Assignment
Copy every row below word for word, leaving nothing out and changing nothing.

Data excerpts
--------------------------------

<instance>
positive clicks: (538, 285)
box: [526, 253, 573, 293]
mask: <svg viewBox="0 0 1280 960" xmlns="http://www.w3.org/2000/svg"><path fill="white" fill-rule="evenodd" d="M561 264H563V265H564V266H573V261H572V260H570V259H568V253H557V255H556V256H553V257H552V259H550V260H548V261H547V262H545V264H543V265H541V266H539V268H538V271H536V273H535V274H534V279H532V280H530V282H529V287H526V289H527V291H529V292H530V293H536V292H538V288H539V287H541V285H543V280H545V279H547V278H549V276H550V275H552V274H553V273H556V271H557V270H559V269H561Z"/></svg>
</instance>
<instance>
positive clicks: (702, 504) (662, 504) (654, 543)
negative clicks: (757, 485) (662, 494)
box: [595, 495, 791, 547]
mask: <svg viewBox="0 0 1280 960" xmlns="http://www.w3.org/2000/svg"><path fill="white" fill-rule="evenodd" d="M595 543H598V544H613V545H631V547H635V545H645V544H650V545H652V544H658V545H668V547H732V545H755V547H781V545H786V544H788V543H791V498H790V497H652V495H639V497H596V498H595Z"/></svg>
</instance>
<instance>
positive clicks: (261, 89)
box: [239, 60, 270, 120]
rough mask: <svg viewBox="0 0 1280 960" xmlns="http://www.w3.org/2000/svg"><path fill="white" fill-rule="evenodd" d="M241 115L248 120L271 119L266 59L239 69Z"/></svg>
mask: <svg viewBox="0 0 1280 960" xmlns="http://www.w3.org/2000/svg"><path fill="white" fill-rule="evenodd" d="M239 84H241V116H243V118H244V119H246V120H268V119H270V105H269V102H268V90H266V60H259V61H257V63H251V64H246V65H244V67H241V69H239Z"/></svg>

--------------------------------

Written answer
<instance>
positive clicks: (538, 285)
box: [526, 253, 573, 293]
mask: <svg viewBox="0 0 1280 960" xmlns="http://www.w3.org/2000/svg"><path fill="white" fill-rule="evenodd" d="M561 264H563V265H564V266H573V261H572V260H570V259H568V253H557V255H556V256H553V257H552V259H550V260H548V261H547V262H545V264H543V265H541V266H539V268H538V271H536V273H535V274H534V279H532V280H530V282H529V287H526V289H527V291H529V292H530V293H536V292H538V288H539V287H541V285H543V280H545V279H547V278H549V276H550V275H552V274H553V273H556V271H557V270H559V269H561Z"/></svg>
</instance>
<instance>
positive clicks: (702, 504) (662, 504) (654, 543)
negative clicks: (757, 485) (662, 494)
box: [595, 495, 791, 547]
mask: <svg viewBox="0 0 1280 960" xmlns="http://www.w3.org/2000/svg"><path fill="white" fill-rule="evenodd" d="M595 543H598V544H613V545H631V547H635V545H645V544H650V545H652V544H658V545H668V547H732V545H755V547H781V545H786V544H788V543H791V498H790V497H652V495H639V497H596V498H595Z"/></svg>
</instance>
<instance>
positive clicks: (261, 89)
box: [239, 60, 270, 120]
rough mask: <svg viewBox="0 0 1280 960" xmlns="http://www.w3.org/2000/svg"><path fill="white" fill-rule="evenodd" d="M241 115L248 120L271 119L266 59L239 69Z"/></svg>
mask: <svg viewBox="0 0 1280 960" xmlns="http://www.w3.org/2000/svg"><path fill="white" fill-rule="evenodd" d="M239 84H241V116H243V118H244V119H246V120H268V119H270V105H269V102H268V90H266V60H259V61H257V63H251V64H246V65H244V67H241V69H239Z"/></svg>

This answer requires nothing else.